### Stated problem
Render the lines from the line with "102, row 108." to the line with "column 167, row 352", both included, as a numbered list, leaving out any blank lines.

───── Listed entries

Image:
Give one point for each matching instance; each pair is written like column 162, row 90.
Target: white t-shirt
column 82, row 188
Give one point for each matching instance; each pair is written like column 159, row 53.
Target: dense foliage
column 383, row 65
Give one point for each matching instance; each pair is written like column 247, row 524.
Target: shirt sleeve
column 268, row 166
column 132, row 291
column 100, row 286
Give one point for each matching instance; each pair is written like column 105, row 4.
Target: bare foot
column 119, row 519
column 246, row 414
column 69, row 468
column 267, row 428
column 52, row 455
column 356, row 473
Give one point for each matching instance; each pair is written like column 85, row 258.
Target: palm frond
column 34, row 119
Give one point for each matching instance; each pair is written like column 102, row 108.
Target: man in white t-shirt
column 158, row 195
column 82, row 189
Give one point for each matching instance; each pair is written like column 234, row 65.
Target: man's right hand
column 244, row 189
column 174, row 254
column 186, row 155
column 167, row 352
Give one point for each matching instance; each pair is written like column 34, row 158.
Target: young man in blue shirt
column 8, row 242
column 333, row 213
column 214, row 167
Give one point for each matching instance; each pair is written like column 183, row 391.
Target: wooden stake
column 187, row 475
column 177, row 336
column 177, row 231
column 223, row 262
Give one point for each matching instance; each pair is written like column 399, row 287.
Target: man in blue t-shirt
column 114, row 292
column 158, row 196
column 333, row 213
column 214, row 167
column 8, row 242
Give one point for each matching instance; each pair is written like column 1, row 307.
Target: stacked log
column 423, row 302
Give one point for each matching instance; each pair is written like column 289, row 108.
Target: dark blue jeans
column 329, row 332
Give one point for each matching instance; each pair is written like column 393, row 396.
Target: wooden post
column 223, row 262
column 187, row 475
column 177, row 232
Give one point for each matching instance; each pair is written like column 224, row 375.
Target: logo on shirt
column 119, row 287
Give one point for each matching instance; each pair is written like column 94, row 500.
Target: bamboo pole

──────────

### Response
1. Give one point for each matching instance; each pair is written like column 102, row 108.
2. Target: man in white t-shirt
3. column 158, row 195
4. column 82, row 189
5. Give one point for each matching instance; each pair is written like column 234, row 65.
6. Target: man's right hand
7. column 244, row 189
8. column 174, row 254
9. column 186, row 155
10. column 167, row 352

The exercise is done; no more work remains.